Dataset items
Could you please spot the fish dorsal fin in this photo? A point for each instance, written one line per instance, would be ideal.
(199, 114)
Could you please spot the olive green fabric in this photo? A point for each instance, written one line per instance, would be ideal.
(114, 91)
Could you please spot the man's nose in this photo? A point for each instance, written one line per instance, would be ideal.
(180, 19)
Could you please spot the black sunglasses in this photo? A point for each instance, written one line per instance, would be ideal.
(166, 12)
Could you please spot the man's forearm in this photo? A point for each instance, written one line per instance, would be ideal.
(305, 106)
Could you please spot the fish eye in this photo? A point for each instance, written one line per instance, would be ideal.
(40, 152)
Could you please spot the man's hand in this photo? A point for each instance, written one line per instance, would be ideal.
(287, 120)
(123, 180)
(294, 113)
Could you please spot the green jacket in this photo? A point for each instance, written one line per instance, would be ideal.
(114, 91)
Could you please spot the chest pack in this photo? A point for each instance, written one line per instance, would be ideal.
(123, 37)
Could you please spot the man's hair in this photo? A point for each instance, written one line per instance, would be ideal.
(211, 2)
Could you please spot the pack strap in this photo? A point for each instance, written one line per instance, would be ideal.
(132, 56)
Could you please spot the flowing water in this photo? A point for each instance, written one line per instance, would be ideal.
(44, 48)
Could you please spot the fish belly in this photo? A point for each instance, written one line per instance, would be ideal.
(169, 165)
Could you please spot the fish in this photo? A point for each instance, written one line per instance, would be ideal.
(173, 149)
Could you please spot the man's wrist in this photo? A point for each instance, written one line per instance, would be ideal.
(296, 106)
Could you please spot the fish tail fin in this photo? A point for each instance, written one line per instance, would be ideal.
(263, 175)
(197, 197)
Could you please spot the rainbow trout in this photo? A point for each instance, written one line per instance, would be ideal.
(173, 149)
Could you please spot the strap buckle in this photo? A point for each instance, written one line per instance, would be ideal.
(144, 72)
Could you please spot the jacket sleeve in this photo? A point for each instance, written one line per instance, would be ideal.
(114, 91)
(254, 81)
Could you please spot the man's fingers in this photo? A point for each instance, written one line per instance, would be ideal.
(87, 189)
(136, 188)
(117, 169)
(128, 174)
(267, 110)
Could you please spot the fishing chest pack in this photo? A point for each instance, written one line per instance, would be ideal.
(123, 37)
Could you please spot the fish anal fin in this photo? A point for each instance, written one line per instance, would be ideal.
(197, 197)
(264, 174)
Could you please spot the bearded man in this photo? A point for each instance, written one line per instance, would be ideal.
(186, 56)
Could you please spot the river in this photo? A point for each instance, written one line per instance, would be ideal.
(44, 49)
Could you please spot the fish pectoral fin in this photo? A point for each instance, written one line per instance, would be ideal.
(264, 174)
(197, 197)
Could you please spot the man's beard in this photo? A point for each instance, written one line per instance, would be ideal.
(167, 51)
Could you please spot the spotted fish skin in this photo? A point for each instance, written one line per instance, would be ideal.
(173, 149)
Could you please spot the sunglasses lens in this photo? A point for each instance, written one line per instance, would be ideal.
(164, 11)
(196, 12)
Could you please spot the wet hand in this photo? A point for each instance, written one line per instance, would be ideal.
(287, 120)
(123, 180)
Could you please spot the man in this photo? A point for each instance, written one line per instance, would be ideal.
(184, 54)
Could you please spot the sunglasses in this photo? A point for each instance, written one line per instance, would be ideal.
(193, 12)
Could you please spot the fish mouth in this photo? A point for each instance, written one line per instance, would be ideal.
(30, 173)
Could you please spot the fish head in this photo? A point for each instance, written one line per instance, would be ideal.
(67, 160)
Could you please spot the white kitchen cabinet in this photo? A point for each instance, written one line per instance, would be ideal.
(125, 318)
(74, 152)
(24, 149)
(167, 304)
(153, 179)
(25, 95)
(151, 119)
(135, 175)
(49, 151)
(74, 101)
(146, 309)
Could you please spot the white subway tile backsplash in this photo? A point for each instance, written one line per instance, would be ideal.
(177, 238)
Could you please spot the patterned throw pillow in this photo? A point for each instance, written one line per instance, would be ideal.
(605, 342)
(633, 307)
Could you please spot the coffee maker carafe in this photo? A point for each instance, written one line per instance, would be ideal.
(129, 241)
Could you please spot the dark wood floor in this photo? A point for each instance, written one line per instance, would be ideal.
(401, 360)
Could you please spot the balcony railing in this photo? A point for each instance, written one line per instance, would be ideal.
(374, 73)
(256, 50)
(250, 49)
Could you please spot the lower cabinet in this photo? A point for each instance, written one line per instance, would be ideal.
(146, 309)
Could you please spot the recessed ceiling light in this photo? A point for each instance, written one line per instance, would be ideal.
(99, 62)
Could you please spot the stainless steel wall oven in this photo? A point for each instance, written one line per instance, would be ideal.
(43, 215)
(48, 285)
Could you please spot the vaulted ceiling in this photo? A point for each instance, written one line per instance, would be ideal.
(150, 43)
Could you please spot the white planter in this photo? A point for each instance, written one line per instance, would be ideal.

- _How to complete this task_
Retype exactly, and only, the lines from the line holding "Could you please spot the lower" through the last line of the data; both of those lines count.

- _Solution for this exercise_
Could you please spot the lower cabinet in this photo? A point for each instance, written one line per instance, would be ideal.
(146, 309)
Could you please spot the recessed ceiling light in this photo? A point for each instance, written one line per instance, would be ideal.
(99, 62)
Could you please spot the stainless steel wall oven in this photo? A point for each instance, written one line per instance, would be ideal.
(43, 215)
(48, 285)
Could you please spot the vaulted ceiling in this photo? A point for each instance, written one line per instance, would be ideal.
(150, 43)
Could you please spot the white planter in this photo? A point for each instance, written one line per instance, would be ideal.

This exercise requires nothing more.